**Items**.
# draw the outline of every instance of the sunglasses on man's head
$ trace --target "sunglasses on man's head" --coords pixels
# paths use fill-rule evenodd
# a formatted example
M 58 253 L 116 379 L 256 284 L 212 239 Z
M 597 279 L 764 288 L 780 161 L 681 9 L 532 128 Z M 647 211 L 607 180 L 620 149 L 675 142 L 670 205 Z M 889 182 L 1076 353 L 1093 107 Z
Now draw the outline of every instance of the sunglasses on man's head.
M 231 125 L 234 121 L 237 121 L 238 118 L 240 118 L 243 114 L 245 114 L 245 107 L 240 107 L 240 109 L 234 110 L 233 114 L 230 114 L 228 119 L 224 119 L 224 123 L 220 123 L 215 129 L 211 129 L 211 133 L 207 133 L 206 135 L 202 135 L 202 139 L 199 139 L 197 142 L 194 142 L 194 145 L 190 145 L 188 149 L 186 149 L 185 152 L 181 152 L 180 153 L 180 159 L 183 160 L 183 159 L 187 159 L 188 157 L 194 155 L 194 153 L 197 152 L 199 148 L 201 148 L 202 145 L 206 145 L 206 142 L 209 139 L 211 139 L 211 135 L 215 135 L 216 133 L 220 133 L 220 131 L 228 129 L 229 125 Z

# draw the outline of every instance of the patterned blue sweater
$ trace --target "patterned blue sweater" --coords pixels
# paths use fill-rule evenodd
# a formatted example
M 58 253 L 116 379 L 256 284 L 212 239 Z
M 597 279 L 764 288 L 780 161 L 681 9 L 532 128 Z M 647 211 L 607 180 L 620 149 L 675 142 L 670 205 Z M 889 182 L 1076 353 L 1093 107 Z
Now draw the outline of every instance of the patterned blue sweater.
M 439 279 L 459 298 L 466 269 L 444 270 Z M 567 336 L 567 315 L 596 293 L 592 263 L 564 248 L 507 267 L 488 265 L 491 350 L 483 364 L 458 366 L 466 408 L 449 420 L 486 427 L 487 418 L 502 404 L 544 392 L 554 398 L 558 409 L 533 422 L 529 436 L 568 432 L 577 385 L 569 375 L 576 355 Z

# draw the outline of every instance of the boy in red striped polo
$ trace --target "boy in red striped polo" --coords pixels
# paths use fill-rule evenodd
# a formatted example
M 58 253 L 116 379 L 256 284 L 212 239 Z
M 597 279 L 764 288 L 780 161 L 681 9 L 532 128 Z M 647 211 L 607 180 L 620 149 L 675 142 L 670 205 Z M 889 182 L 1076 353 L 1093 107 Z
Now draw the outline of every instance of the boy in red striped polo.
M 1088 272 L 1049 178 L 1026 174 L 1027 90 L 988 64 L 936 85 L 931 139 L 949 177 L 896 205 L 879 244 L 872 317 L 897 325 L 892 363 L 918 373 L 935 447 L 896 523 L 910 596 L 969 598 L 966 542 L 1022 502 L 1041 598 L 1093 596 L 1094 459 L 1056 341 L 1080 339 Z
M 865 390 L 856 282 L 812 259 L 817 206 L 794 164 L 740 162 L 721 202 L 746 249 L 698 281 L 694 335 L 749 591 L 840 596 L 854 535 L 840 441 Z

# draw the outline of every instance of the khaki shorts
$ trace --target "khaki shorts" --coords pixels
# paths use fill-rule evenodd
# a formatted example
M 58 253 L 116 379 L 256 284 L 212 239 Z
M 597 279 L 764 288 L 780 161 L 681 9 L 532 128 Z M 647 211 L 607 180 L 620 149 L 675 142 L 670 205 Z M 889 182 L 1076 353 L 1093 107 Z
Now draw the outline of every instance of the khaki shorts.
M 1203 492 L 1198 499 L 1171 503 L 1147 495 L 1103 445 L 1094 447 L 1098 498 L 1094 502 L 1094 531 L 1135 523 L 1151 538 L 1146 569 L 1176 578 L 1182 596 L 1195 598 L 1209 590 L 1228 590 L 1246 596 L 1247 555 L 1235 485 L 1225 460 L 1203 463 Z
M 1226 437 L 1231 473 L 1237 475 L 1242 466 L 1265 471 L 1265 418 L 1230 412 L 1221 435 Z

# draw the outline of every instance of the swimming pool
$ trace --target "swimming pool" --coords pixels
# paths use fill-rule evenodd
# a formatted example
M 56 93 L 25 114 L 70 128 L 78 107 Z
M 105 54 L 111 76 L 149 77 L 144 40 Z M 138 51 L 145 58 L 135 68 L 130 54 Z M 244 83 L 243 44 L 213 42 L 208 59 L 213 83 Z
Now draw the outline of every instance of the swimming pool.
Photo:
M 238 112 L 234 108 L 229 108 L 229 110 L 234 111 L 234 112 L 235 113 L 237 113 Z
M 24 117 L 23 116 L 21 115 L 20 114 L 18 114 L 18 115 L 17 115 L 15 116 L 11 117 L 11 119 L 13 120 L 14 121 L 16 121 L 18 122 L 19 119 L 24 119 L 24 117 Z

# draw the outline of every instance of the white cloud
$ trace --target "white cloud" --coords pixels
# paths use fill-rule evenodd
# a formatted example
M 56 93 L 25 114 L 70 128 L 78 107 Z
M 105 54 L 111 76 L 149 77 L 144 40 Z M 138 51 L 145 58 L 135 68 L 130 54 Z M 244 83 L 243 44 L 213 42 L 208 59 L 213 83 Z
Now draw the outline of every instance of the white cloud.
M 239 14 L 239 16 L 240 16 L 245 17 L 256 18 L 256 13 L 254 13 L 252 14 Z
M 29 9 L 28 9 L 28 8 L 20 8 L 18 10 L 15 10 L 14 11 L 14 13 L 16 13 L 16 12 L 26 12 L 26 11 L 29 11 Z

**Required work**.
Return every line of the material above that contains the word "khaki", matching case exactly.

**Solved exercise**.
# draw the outline of every instance of the khaki shorts
$ trace --target "khaki shorts" --coords pixels
Now draw the outline of every instance of the khaki shorts.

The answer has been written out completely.